* _WORK TO COMPLETE_
a. List every statement the excerpt on central banks makes about Bitcoins.
b. Carry on the excerpt about central banks and money from its last sentence.

King’s recommendation that central banks reverse alchemy by behaving like pawnbrokers for all seasons (having collateral against all lending) can only be implemented after the next crisis. Central bank discipline, like virginity, cannot be replaced once lost. The market will always think that, in the end, it will be bailed out. The market has been right – it was bailed out and will be bailed out again. In the game of playing chicken with finance, politicians will always blink first.
If we accept that radical uncertainty lies at the heart of finance, then money makes the world go round because it provides the lubricant of trade and investment. Without that lubricant, trade and investment would slow significantly, but with too much lubricant, the system can rock itself to pieces.
The dilemma of central banks today is also globalisation. In addition to the US Federal Reserve controlling dollar money supply within the US borders, US$9 trillion is created outside US borders, over which the Fed has no control. Money today can be created in the form of Bitcoins, computerised digital units used to trade value. They ultimately need to be changed into dollars. So, as long as someone will accept Bitcoins, digital currency becomes convertible money.

* _RAW DATA_

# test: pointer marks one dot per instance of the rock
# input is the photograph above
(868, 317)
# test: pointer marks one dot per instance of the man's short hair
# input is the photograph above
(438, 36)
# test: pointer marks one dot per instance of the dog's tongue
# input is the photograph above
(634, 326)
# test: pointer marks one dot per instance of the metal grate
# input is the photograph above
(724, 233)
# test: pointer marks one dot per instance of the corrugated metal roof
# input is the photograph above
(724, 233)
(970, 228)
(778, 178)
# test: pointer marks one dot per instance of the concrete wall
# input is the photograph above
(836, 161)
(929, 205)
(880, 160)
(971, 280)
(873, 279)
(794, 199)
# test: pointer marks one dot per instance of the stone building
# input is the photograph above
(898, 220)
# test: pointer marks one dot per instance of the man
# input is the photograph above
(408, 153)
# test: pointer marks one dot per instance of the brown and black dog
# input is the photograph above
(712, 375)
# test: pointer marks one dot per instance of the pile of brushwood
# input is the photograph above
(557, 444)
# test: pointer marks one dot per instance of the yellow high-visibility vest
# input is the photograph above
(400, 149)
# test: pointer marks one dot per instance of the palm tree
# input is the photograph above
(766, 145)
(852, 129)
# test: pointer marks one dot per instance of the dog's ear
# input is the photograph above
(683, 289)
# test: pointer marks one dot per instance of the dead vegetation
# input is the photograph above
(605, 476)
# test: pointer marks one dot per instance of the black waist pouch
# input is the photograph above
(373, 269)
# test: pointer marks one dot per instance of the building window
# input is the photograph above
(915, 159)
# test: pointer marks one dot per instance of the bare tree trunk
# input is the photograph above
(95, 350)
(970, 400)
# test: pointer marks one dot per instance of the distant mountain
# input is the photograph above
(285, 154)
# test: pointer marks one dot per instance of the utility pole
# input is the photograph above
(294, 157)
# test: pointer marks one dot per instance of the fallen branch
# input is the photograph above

* _SET OF ANSWERS_
a.
- Money today can be created in the form of Bitcoins.
- Bitcoins are computerised digital units used to trade value.
- They ultimately need to be changed into dollars.
- As long as someone will accept Bitcoins, digital currency becomes convertible money.

b.
We got into a monetary crisis in which bad money drove out good. The reason was because the financial sector, in collusion with politics, refused to accept that there were losses in the system, so it printed more money to hide or roll over the losses. There was no inflation because the real economy, having become bloated with excess capacity financed by excess leverage, had in the short term no effective demand. So inflation at the global level is postponed.
But if climate change disrupts the weather and creates food supply shortages, inflation will return, initially in emerging economies, which cannot print money because they are not reserve currencies. In time, inflation will come back to haunt the reserve currency countries – but not before emerging markets go into crises of inflation or banking.
Money is inherently unfair – the rich will always suffer less than the poor.
In medieval times, only those with real money could afford alchemy. That remains true today.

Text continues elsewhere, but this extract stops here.